--- start ---
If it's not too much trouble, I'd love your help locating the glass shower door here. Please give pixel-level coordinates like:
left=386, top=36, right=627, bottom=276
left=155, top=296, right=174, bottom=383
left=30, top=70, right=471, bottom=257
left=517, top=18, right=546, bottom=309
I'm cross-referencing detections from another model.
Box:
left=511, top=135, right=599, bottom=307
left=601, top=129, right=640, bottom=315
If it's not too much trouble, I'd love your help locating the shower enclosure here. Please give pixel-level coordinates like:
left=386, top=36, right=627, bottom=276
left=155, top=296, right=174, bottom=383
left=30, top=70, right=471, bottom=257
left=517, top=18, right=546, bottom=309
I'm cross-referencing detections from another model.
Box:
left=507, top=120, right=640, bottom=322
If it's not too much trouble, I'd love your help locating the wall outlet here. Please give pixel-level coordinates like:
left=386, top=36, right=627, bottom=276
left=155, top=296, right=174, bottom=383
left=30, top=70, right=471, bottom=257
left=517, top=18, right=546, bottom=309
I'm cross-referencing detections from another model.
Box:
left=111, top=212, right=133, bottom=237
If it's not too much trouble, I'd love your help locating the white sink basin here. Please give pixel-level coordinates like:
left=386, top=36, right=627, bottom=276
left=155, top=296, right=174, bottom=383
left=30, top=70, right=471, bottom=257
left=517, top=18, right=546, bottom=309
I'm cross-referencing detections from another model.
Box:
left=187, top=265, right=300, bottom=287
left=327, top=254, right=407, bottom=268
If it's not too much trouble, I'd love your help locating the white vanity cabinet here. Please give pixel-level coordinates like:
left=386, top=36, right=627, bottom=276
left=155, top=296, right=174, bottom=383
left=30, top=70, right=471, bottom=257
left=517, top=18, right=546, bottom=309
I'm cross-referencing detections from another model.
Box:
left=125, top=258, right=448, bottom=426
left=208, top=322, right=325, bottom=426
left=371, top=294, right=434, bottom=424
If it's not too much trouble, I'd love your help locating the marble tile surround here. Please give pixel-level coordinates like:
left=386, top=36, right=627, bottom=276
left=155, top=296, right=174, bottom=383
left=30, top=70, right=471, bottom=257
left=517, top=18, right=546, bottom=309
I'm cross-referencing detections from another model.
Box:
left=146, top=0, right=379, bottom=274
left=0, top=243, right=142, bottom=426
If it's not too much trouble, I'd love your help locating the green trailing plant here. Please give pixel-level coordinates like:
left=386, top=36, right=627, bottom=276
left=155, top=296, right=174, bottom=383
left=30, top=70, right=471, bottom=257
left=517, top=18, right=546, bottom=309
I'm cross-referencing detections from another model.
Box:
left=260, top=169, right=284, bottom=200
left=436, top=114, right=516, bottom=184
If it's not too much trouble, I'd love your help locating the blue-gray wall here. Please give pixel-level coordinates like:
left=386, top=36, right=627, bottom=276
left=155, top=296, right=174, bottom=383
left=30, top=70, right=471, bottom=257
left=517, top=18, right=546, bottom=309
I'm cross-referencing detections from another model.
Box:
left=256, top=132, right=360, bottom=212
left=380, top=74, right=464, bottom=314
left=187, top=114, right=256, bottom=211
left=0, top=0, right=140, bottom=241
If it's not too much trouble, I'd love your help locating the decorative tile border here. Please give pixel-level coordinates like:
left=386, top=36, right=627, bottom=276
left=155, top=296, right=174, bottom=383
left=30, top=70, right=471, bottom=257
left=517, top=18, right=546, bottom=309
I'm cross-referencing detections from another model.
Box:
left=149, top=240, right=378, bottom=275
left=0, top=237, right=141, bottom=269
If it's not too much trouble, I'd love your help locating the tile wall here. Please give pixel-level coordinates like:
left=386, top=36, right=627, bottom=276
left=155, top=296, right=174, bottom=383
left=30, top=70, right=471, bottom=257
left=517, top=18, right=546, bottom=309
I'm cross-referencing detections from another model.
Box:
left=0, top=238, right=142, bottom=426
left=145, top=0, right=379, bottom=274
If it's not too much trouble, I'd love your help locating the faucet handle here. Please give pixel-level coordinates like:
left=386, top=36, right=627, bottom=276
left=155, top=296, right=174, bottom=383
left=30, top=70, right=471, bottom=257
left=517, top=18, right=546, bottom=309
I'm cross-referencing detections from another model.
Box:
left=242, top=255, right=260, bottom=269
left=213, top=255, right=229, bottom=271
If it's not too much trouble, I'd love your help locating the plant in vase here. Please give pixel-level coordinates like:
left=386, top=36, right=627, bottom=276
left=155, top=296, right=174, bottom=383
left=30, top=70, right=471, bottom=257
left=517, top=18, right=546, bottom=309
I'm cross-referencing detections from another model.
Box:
--- end ---
What the task asks: Copy every one of the rows above word for word.

Task answer:
If it's not too much trouble, I'd love your help locating the glass shower door here. Please give pixel-level coordinates like:
left=386, top=36, right=627, bottom=276
left=155, top=296, right=174, bottom=383
left=30, top=70, right=471, bottom=257
left=517, top=18, right=546, bottom=309
I'm cross-referencing detections from another model.
Box:
left=511, top=135, right=599, bottom=307
left=601, top=129, right=640, bottom=315
If it's not too much trouble, I'd love your help locating the shower enclosure here. Please give pixel-level coordinates like:
left=386, top=36, right=627, bottom=276
left=155, top=296, right=174, bottom=383
left=30, top=70, right=471, bottom=257
left=517, top=18, right=546, bottom=309
I'm cross-referencing detections from another model.
Box:
left=507, top=120, right=640, bottom=322
If it's not too much trouble, I'd love your help locating the wall outlet here. Please give pixel-level coordinates like:
left=386, top=36, right=627, bottom=276
left=155, top=296, right=174, bottom=383
left=30, top=70, right=471, bottom=257
left=517, top=18, right=546, bottom=309
I'm cross-referencing detections from another model.
Box:
left=111, top=212, right=133, bottom=237
If it's not too much trouble, I'd love your help locating the white sink basin here. Please give pixel-level coordinates like:
left=386, top=36, right=627, bottom=276
left=155, top=296, right=174, bottom=383
left=30, top=70, right=471, bottom=257
left=517, top=18, right=546, bottom=309
I'm cross-referencing detections from another model.
Box:
left=187, top=265, right=300, bottom=287
left=327, top=254, right=407, bottom=268
If it's not too much trouble, I'd love your help locating the white vanity cabinet here. Please give pixel-level coordinates like:
left=386, top=36, right=627, bottom=276
left=155, top=296, right=174, bottom=383
left=30, top=70, right=471, bottom=257
left=517, top=18, right=546, bottom=309
I'm cross-referencing detections from another model.
Box:
left=125, top=258, right=448, bottom=426
left=208, top=322, right=325, bottom=426
left=371, top=294, right=434, bottom=424
If it's not too much trouble, I'd love your help locating the marble tile surround here. Please give pixel-level coordinates like:
left=386, top=36, right=627, bottom=276
left=155, top=296, right=174, bottom=383
left=30, top=70, right=471, bottom=257
left=517, top=18, right=546, bottom=309
I'm cross-referencing detections from another model.
Box:
left=146, top=0, right=379, bottom=274
left=0, top=243, right=142, bottom=426
If it's not too much trouble, I'd love your help locating the green trailing plant here. Please give pixel-level coordinates like:
left=386, top=36, right=627, bottom=276
left=155, top=296, right=174, bottom=383
left=30, top=70, right=471, bottom=257
left=517, top=18, right=546, bottom=309
I'm cross-referencing detections from another model.
Box:
left=260, top=169, right=284, bottom=200
left=436, top=114, right=516, bottom=184
If it's not too much trouble, I'd love your help locating the blue-gray wall here. Please give pixel-level coordinates like:
left=386, top=36, right=627, bottom=276
left=155, top=296, right=174, bottom=383
left=30, top=70, right=471, bottom=257
left=517, top=18, right=546, bottom=309
I'm cross-referencing detections from another model.
Box:
left=256, top=132, right=360, bottom=212
left=380, top=74, right=464, bottom=314
left=187, top=114, right=256, bottom=211
left=0, top=0, right=140, bottom=241
If it's not too much trouble, I'd love your help locating the decorative tile border here. Please give pixel-level coordinates like:
left=386, top=36, right=627, bottom=276
left=155, top=296, right=174, bottom=383
left=30, top=70, right=471, bottom=257
left=517, top=18, right=546, bottom=309
I'm cross-referencing detections from another model.
Box:
left=149, top=240, right=378, bottom=275
left=0, top=237, right=141, bottom=269
If it's not too much trouble, I'd love your help locating the tile wall here. Please give pixel-level coordinates like:
left=386, top=36, right=627, bottom=276
left=155, top=296, right=174, bottom=383
left=30, top=70, right=471, bottom=257
left=517, top=18, right=546, bottom=309
I'm cross-referencing detections from another model.
Box:
left=0, top=238, right=142, bottom=426
left=145, top=0, right=379, bottom=274
If it's not too much trouble, I'd love your help locating the faucet handle here. Please give pixel-level coordinates like:
left=386, top=36, right=627, bottom=276
left=155, top=296, right=174, bottom=383
left=30, top=70, right=471, bottom=257
left=517, top=18, right=546, bottom=309
I'm cross-referencing detections from another model.
Box:
left=242, top=255, right=260, bottom=269
left=213, top=255, right=229, bottom=271
If it's not too much trouble, I'd love your help locating the plant in vase here. Please give pixel-level coordinates like:
left=386, top=36, right=627, bottom=276
left=155, top=296, right=174, bottom=383
left=30, top=70, right=471, bottom=257
left=517, top=18, right=546, bottom=309
I'm cross-referencing detections from another model.
Box:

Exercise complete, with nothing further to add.